* **Excerpted text**
..............................

Rajasthan – the land of royal trappings, chivalry and romance – is a feast for the senses.

It has the largest concentration of monuments of historical and architectural interest in India: magnificent royal forts on high mountain tops towering protectively over ancient living walled cities, exquisitely painted and carved palaces, cenotaphs, victory towers, royal pleasure gardens and hunting lodges, and mansions of aristocrats and merchant princes.

Bazaars brim over – with beautiful handicrafts nurtured by centuries of royal patronage and secure trade routes, and the dramatic colour and fragrance of spices.

The royal courts and feudal fiefdoms sustained distinctive urban traditions of classical music and dance, as well as rural communities of bards who recorded the exploits of the aristocracy through poetry and music. The courts also spawned the art of fine miniature painting on silk – of gods, humans, animals, and abstract themes such as musical raagas – in luminous colours extracted from precious stones and other minerals.

..............................

* **Information shown**
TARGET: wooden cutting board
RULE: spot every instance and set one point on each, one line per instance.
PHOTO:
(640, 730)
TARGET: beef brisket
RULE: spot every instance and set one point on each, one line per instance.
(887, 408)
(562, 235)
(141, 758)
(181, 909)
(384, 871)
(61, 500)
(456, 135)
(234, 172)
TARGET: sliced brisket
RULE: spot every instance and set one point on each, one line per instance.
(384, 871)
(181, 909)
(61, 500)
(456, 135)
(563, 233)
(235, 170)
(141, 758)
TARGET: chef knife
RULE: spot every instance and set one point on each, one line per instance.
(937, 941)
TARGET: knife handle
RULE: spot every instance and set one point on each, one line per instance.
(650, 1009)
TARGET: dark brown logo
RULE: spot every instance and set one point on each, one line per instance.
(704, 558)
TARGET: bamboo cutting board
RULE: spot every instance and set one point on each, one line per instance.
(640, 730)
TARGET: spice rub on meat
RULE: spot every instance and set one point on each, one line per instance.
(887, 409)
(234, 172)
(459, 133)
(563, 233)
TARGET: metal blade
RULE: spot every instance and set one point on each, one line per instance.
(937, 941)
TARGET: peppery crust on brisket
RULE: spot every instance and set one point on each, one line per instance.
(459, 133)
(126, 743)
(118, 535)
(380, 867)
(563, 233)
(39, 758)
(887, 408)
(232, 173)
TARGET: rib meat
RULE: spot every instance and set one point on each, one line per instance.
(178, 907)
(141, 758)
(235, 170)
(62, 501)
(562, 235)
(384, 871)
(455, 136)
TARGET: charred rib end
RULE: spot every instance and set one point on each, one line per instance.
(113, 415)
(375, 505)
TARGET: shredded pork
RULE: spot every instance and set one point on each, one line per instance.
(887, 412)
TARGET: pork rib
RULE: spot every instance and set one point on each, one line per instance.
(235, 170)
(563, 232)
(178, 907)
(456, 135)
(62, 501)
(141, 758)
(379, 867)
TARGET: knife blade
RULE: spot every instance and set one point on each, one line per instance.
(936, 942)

..............................

* **Job 1**
Copy the passage on Rajasthan word for word, from "Bazaars brim over" to "and other minerals.".
* **Job 2**
Resume the passage on Rajasthan from the point where it stops.

* **Written reply 1**
Bazaars brim over – with beautiful handicrafts nurtured by centuries of royal patronage and secure trade routes, and the dramatic colour and fragrance of spices.

The royal courts and feudal fiefdoms sustained distinctive urban traditions of classical music and dance, as well as rural communities of bards who recorded the exploits of the aristocracy through poetry and music. The courts also spawned the art of fine miniature painting on silk – of gods, humans, animals, and abstract themes such as musical raagas – in luminous colours extracted from precious stones and other minerals.

* **Written reply 2**
Rajasthan’s western desert districts have been home to India’s largest concentration of nomadic and semi-nomadic tribes. Historically breeders of fine horses, camels, milch cattle, sheep and goats, these tribes are a rich repository of folk culture – haunting music that rings across the sandy wastes, mesmerising dances, colourful wool-based weaves, brilliant embroidery on fabric and leather, and much more…and folk knowledge about local animal and plant forms.



Given that Rajasthan is the size of a large European country, where does one begin to explore it?

Jaipur is the acknowledged gateway to the region. Historically, by virtue to its proximity to Delhi, it was the most responsive to the cultural influences of Mughal rule and, later, British colonial rule. Today, it has the state’s only international airport. Until recently an unspoilt 18th century experience, Jaipur is today one of India’s fastest growing city. Along with Delhi (250 km) and Agra (230 km), Jaipur makes up the ‘golden triangle’, offering probably the single largest concentration of places of tourist interest in northern India.

Jaipur – the ‘Pink City’ – was built in the early 18th century as a planned city with seven gates, to replace Amber as the capital of the Kacchawa kings. The Kacchawa Rajputs trace their ancestry back to the sun, hence the Sun God as the symbol of Jaipur. Maharaja Jai Singh, its founder, was India’s greatest astronomer king, who opened his court to scientific knowledge from all over the world, sponsored the translation of scientific treatises, and designed the Jantar Mantar, the world’s largest stone and marble crafted observatory with 17 large instruments.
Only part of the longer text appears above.